Exercise goal:
Copy out the items below, changing every "tuples" to "pairs" and leaving everything else unchanged. Omit the pictures from your answer.

Material for this exercise:
__________________________________________________

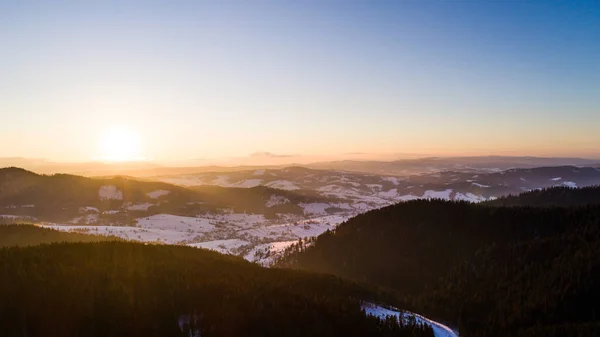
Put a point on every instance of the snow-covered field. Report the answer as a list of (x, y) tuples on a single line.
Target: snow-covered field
[(248, 235), (439, 329)]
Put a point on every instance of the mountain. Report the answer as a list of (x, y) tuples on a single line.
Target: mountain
[(400, 167), (555, 196), (130, 289), (490, 271), (27, 235), (476, 164), (250, 213), (367, 191), (250, 222)]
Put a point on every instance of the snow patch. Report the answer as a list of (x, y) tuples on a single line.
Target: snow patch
[(315, 208), (283, 185), (430, 194), (221, 246), (157, 194), (480, 185), (110, 192), (139, 207), (276, 200), (248, 183), (439, 329)]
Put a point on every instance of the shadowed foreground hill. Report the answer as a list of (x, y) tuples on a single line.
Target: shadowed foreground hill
[(490, 271), (28, 235), (129, 289)]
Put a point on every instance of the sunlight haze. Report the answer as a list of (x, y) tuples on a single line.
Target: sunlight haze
[(226, 79)]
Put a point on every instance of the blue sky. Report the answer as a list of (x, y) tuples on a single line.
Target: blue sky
[(228, 78)]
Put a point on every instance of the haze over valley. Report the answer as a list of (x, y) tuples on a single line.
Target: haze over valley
[(225, 168)]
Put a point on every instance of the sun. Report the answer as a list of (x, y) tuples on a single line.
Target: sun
[(119, 144)]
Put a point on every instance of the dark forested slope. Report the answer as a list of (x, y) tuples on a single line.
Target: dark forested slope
[(492, 271), (555, 196), (129, 289)]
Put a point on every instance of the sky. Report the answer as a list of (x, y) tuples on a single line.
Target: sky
[(185, 81)]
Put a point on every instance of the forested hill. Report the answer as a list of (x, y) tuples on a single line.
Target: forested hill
[(491, 271), (130, 289), (120, 200), (555, 196)]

__________________________________________________

Solution to this problem:
Put a point on every instance of the snow-covered field. Report the answer as a list of (x, y) pairs on a single line.
Target: snow-covered field
[(248, 235), (439, 329)]
Put a point on every instance of the mountain. Report the answer as a list of (x, y) pairs on a single line.
Target: mountain
[(400, 167), (555, 196), (130, 289), (490, 271), (27, 235), (476, 164), (250, 213), (367, 191), (250, 222)]
Put a point on every instance of the snow patch. Report the answer as a list of (x, y) pairs on a single line.
Target: snow patch
[(315, 208), (283, 185), (430, 194), (221, 246), (157, 194), (480, 185), (110, 192), (139, 207), (276, 200), (248, 183), (439, 329)]
Put a point on every instance of the shadowed foreground hill. Report the answer as a list of (x, y) pairs on a single line.
Target: shadowed foreground hill
[(490, 271), (28, 235), (129, 289)]
Put a point on every instance of the sunlight haze. Report the answer as a list of (x, y) pairs on a single line.
Target: sunlight haze
[(226, 79)]
Put a point on every instance of the blue sky. Report the answer as a list of (x, y) pairs on a single line.
Target: blue sky
[(228, 78)]
Put a point on every instance of the haze over valley. Report the answer as a list of (x, y) pairs on a single line.
Target: haze over valley
[(225, 168)]
Put a point on every instance of the sun. Report the answer as a list of (x, y) pairs on a single line.
Target: sun
[(119, 144)]
Put a point on every instance of the dark forested slope. Report the answer as a list of (x, y) pairs on a single line.
Target: dark forested slope
[(492, 271), (555, 196), (129, 289)]
Put a point on every instance of the sky. Report the answer as a list of (x, y) pairs on a single line.
Target: sky
[(185, 81)]
Put a point on every instance of the forested hill. Report the answer as a list of (x, y) pairs on a single line.
Target: forested hill
[(491, 271), (130, 289), (120, 200), (555, 196)]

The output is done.